THINGS TO DO:
a) From the Sandy Hook blog post below, list every kind of place where the numbered point says armed guards would make things safer.
b) Transcribe the Sandy Hook blog post below from "3) If we had" up to and including "the United States?".

EXTRACT PROVIDED:
□ □ □
Sandy Hook Observations: After the fact, Part 3

 I was going to do all of them in one blog, but it is a daunting task and there are so many, so I decided to break them up and do one every week or two. I realize that most are sick of it all by now and either way they don't want to read a 30 minute blog. So, I broke them up. At the end of this blog, I will list the first two if you wish to read them.

Here is the third one.

It has now been 11 weeks since the tragedy at Sandy Hook School in Newtown, Connecticut. They say time heals all wounds. We could debate that, but time does seem to take the sting out of them. As time passes, the emotion of that day and the week or two that followed has given way to lots of discussion and debate. And as it stands now, pretty much the status quo and a return to how it was before. That is what almost always happens in these types of situations. Will there ever be any concrete, tangible changes because of what happened at Sandy Hook? I doubt it. But at least for a short time it brought those issues to the surface like no other event since 9/11.
There were so many layers to this story and all the hysteria and debate it caused. When you boil it down however, Sandy Hook was the act of one very disturbed 20 year old and the tragic loss of 28 lives. Yes, I wrote 28, because I include Adam Lanza in that. He was human and I am sure if he had his choice he would not have wanted to been born broken and disturbed. That isn't really what this blog is about, but I wanted to mention that right off the top. A lot of people lost their lives on December 14th, 2012 and millions of others will be forever effected in some way. 
This blog however is about some observations I had in relation to what happened before and after the incident. Some bear on what did happen, but only indirectly.

3) If we had armed guards in schools, malls, theaters, stadiums..etc...things would be safer and innocent people wouldn't get shot.

"Every mom and dad would feel better if we have a police officer in that school. A good guy...with a protect them."

 -Wayne LaPierre

This statement brought up so many points I could write 10 blogs on it. But basically it all boils down to one thing: Do you want to live in a society that requires armed guards just about everywhere, to ensure our safety, all the time knowing that wouldn't work anyway?
I don't. 
But just for arguments sake,  lets hash out the probabilities anyway. 
What if we put armed guards at the door of every school in the United States?
□ □ □
SOURCE MATERIAL:
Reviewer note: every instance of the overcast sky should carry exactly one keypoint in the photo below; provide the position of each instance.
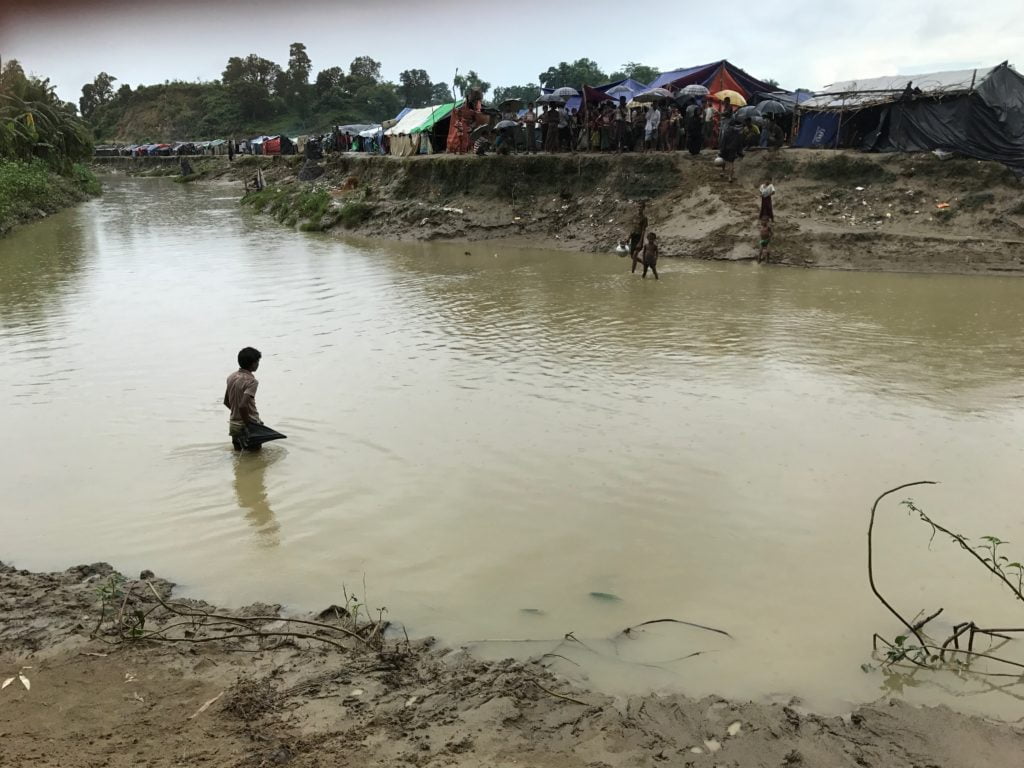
(800, 43)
□ □ □
WORKED ANSWERS:
a) schools, malls, theaters, stadiums

b)
3) If we had armed guards in schools, malls, theaters, stadiums..etc...things would be safer and innocent people wouldn't get shot.

"Every mom and dad would feel better if we have a police officer in that school. A good guy...with a protect them."

 -Wayne LaPierre

This statement brought up so many points I could write 10 blogs on it. But basically it all boils down to one thing: Do you want to live in a society that requires armed guards just about everywhere, to ensure our safety, all the time knowing that wouldn't work anyway?
I don't. 
But just for arguments sake,  lets hash out the probabilities anyway. 
What if we put armed guards at the door of every school in the United States?